[EXERCISE TASK] Begin at the first line of the entries and stop after the line that contains "43 22 L 45 22". Give those lines as a Markdown table with the columns Row and Entry line, leaving out blank lines.

[Outline items for labeled areas]
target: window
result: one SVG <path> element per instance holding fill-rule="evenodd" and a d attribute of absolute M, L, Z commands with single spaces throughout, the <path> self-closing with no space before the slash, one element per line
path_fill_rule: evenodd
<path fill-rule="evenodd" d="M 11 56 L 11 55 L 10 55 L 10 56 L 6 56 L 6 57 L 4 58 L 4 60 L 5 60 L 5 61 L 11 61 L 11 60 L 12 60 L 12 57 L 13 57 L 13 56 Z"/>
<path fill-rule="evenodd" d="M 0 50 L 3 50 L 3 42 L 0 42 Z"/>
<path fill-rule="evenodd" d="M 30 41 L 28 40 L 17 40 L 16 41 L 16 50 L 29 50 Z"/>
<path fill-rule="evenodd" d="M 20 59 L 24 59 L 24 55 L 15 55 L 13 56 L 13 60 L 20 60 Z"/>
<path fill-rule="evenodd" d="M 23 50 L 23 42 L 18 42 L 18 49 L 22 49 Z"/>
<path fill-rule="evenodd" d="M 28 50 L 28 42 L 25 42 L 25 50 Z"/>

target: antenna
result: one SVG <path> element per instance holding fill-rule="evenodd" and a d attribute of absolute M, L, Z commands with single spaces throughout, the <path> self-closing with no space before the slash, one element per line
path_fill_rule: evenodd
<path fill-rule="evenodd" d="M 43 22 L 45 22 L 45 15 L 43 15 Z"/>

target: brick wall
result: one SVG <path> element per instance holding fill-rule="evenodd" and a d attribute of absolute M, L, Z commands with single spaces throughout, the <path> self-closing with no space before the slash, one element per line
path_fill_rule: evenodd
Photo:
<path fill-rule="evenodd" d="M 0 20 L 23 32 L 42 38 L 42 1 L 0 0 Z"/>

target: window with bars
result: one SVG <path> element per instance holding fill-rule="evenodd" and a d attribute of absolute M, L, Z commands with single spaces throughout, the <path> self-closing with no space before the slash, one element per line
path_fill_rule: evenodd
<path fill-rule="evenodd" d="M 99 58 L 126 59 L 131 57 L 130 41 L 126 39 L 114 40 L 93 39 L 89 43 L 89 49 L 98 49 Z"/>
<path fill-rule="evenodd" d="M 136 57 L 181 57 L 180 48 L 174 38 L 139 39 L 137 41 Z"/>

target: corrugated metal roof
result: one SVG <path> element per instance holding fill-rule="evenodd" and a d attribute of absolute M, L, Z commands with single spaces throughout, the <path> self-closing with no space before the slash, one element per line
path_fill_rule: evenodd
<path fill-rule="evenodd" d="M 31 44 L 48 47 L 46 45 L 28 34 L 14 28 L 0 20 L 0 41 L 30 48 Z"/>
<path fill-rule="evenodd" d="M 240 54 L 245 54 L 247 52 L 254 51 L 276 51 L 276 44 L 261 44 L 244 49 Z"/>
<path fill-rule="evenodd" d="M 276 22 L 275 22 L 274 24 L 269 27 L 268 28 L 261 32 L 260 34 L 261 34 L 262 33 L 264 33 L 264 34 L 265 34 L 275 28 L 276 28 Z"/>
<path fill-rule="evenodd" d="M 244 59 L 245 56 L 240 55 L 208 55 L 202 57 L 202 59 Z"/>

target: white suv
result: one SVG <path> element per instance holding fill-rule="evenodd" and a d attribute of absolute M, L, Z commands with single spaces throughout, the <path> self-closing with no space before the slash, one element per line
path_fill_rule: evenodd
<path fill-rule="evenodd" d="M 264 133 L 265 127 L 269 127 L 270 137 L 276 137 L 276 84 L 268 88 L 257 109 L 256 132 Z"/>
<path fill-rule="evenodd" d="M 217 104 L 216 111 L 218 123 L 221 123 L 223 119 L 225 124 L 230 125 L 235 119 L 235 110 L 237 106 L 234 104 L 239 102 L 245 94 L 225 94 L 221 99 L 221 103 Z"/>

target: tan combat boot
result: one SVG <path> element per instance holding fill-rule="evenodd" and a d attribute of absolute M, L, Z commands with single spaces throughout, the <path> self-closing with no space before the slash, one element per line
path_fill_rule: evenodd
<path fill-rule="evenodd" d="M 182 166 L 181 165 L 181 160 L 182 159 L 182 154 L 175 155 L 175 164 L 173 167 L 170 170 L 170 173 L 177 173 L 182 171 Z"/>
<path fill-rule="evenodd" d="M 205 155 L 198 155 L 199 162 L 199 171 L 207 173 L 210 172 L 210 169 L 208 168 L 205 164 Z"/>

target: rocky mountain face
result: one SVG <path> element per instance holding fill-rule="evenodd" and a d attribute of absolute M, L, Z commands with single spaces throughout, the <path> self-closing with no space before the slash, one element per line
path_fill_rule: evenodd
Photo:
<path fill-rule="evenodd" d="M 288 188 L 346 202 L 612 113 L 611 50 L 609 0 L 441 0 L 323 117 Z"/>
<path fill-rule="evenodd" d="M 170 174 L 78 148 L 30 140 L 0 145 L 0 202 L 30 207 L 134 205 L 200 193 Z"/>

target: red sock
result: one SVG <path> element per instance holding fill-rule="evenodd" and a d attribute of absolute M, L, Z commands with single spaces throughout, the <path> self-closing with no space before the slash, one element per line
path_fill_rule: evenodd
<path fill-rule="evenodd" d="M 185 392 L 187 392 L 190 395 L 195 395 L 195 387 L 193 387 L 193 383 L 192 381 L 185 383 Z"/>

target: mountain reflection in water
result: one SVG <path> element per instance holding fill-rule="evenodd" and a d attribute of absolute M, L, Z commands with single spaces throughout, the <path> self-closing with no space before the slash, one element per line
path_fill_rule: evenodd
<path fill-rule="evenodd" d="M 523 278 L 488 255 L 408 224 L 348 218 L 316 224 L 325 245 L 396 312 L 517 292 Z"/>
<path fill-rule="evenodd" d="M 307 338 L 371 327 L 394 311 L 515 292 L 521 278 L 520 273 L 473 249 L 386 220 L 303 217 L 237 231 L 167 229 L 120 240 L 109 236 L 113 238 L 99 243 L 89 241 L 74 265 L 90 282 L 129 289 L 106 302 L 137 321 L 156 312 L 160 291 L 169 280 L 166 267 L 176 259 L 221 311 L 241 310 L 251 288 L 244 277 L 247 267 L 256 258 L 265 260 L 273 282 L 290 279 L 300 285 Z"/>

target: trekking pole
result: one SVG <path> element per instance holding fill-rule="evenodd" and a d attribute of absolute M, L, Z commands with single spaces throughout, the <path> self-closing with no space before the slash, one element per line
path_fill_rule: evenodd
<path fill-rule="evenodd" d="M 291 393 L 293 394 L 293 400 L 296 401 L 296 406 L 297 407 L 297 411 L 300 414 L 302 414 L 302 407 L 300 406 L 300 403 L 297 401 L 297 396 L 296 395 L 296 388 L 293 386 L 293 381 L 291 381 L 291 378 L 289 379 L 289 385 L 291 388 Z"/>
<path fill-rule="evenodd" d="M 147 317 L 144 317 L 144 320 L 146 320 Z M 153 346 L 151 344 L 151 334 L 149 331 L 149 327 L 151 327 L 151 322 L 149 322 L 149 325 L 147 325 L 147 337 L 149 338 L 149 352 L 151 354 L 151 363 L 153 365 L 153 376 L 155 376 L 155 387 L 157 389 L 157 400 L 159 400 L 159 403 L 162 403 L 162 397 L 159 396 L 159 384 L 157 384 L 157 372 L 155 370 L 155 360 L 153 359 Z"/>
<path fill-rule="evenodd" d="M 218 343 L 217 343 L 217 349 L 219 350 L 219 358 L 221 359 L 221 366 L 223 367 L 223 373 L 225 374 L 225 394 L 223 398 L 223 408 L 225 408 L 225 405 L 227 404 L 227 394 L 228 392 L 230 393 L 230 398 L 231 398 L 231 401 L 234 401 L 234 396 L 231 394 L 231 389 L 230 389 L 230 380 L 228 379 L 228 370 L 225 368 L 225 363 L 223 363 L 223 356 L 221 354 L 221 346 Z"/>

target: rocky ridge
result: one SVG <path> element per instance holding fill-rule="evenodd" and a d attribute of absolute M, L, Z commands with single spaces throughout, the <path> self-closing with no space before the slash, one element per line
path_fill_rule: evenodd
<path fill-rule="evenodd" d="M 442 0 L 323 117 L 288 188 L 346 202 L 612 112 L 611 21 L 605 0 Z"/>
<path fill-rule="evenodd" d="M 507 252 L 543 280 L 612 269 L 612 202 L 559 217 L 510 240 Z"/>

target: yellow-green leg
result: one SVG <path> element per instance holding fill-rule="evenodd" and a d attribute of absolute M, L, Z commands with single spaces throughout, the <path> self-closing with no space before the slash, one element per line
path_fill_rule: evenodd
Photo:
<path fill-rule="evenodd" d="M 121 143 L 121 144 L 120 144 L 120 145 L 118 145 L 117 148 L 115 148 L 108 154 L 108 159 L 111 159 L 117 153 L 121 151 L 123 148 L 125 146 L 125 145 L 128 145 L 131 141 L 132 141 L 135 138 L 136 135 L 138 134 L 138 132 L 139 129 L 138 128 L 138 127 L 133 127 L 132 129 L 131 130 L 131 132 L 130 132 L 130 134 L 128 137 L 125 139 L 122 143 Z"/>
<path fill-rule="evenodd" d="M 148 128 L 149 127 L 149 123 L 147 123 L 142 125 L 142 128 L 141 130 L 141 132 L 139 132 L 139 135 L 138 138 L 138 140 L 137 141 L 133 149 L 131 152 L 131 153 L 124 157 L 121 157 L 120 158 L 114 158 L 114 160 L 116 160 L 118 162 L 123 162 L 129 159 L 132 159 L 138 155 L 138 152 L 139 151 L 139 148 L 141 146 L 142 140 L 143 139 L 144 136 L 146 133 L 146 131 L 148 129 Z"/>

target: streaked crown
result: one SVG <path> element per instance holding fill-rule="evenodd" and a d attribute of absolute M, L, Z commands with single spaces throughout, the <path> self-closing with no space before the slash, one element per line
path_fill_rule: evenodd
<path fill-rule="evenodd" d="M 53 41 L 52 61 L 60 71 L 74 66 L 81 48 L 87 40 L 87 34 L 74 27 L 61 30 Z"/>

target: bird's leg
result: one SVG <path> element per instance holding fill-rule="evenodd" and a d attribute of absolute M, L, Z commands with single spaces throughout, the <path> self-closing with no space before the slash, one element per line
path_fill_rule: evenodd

[FULL RESPONSE]
| Row | Entry line |
|---|---|
| 1 | target: window |
| 2 | result: one SVG <path> element per instance holding fill-rule="evenodd" and a d attribute of absolute M, L, Z commands with single spaces throughout, the <path> self-closing with no space before the slash, one element per line |
| 3 | path_fill_rule: evenodd |
| 4 | <path fill-rule="evenodd" d="M 11 56 L 11 55 L 10 55 L 10 56 L 6 56 L 6 57 L 4 58 L 4 60 L 5 60 L 5 61 L 11 61 L 11 60 L 12 60 L 12 57 L 13 57 L 13 56 Z"/> |
| 5 | <path fill-rule="evenodd" d="M 0 50 L 3 50 L 3 42 L 0 42 Z"/> |
| 6 | <path fill-rule="evenodd" d="M 30 41 L 28 40 L 17 40 L 16 41 L 16 50 L 29 50 Z"/> |
| 7 | <path fill-rule="evenodd" d="M 20 59 L 24 59 L 24 55 L 15 55 L 13 56 L 13 60 L 20 60 Z"/> |
| 8 | <path fill-rule="evenodd" d="M 23 50 L 23 42 L 18 42 L 18 49 L 22 49 Z"/> |
| 9 | <path fill-rule="evenodd" d="M 28 50 L 28 42 L 25 42 L 25 50 Z"/> |
| 10 | target: antenna |
| 11 | result: one SVG <path> element per instance holding fill-rule="evenodd" and a d attribute of absolute M, L, Z commands with single spaces throughout, the <path> self-closing with no space before the slash, one element per line |
| 12 | path_fill_rule: evenodd |
| 13 | <path fill-rule="evenodd" d="M 43 22 L 45 22 L 45 15 L 43 15 Z"/> |